**Zitierter Text**
Wir freuen uns, weil der Erlöser
gekommen ist und weil wir im Buch des Lebens stehen dürfen wie Syntyche und
Evodia, die sich gerade nicht eins sind und von Paulus ermahnt werden, sie, die
doch seine engen Mitarbeiterinnen waren und eben – im „Buch des Lebens“, im „liber
vitae“ stehen.
Unser Problem ist heute, dass wir
nicht nur nicht einmütig sind, sondern förmlich Einmütigkeit ohne den Herrn
suchen und umdeuten. Man müsse irgendwie mit den anderen einmütig sein oder mit
dem Papst uns so weiter – und schon sei die Kirche gerettet.
Pustekuchen – so gerade zerfällt
die Einmütigkeit, die unanimitas!
Und genau diese Einmütigkeit in
Christus hat die Kirche seit Jahrtausenden immer wieder abgelenkt auf die
Einmütigkeit mit Menschen, und wenn sie zehnmal angeblich Stellvertreter
Christi sind – das allein weist sie nicht als rechtgläubig aus.
Was immer ist, mit der Menge der
himmlischen Heerscharen sollen wir Gott loben. Nur das macht einig.
Solange wir auf uns starren und
unsere Richtungskämpfe, driften wir auseinander.
Evodia und Synthyche, geschätzte
Mitarbeiterinnen des Apostels, und nun sind sie nicht mehr einmütig in Christus. Der „treue Gefährte“ wird
gesandt, sie wieder in Christus zu einen, nicht in sich selbst, er hat hier
nicht mal einen Namen… so sehr geht es um Christus, der als „der Herr nahe ist“.
Unserer Hierarchie ist der Herr
schon lange nicht mehr nahe, schon seit über 150 Jahren nicht mehr. Wie sonst
sollte man begreifen, dass sie sich in den Mittelpunkt gestellt hat und den
Herrn so behandelt hat, als käme er nie mehr wieder?
„Der
Herr ist nahe“, egal, was geschieht.
Und dann ist die Rede von „eurer Güte“, die allen Menschen „bekannt werden soll“.
Mir wird da schwarz vor Augen – von
der Kirche hat man so viel Finsteres kennengelernt, zuletzt den Missbrauch von
Kindern und Jugendlichen und auch Erwachsenen. Auch wenn er ungerecht
aufgeblasen worden sein sollte in den Medien, ist er doch eine Tatsache und
eine Schande. Evodia und Syntyche und ihre Reibereien waren Peanuts verglichen
mit diesen Widerlichkeiten…
Und doch verkündet sie immer noch,
selbst wenn die Finsternis sie schon halb hat, die Botschaft, die einst die
Hirten erfuhren, gegen den Strich und zu ihrer eigenen Schande verkündet sie
immer noch die Botschaft.
Warum sollte sonst Paulus den Trost
aussprechen, dass der „Friede Gottes“
selbst die Seinen „bewahren wird in der
Gemeinschaft mit Christus Jesus“, und dies auch noch über „alles Verstehen“ hinaus, wenn nicht
unser Problem immerzu dies ist, dass wir nicht verstehen, nicht fertig werden
mit unserer Unzulänglichkeit des Verstehens und am liebsten aufgeben wollten?

**Ziel**
Schreibe aus dem zitierten Text den Abschnitt zwischen „Pustekuchen – so“ und „das macht einig.“ einschließlich wortgetreu ab. Die Zeilen danach sind eigenständiges Material und gehören nicht zum zitierten Text.

**Ausgewählte Zeilen**

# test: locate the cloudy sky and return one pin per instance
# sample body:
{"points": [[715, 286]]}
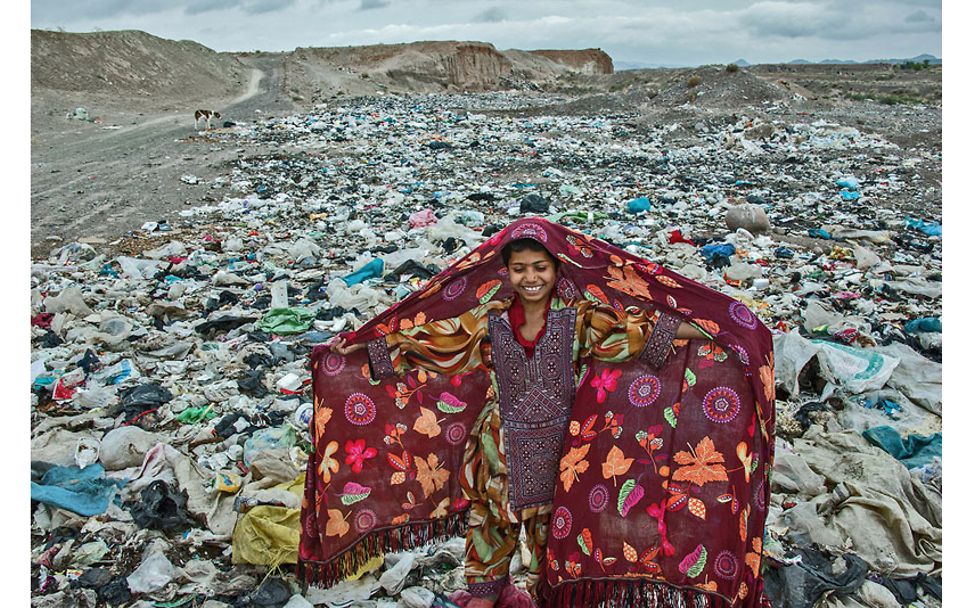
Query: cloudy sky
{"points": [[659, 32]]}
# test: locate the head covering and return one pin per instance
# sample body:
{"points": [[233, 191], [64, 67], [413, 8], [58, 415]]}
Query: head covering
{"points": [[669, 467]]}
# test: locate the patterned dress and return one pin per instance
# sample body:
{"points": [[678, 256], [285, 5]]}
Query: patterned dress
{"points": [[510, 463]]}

**Die Lösung**
Pustekuchen – so gerade zerfällt
die Einmütigkeit, die unanimitas!
Und genau diese Einmütigkeit in
Christus hat die Kirche seit Jahrtausenden immer wieder abgelenkt auf die
Einmütigkeit mit Menschen, und wenn sie zehnmal angeblich Stellvertreter
Christi sind – das allein weist sie nicht als rechtgläubig aus.
Was immer ist, mit der Menge der
himmlischen Heerscharen sollen wir Gott loben. Nur das macht einig.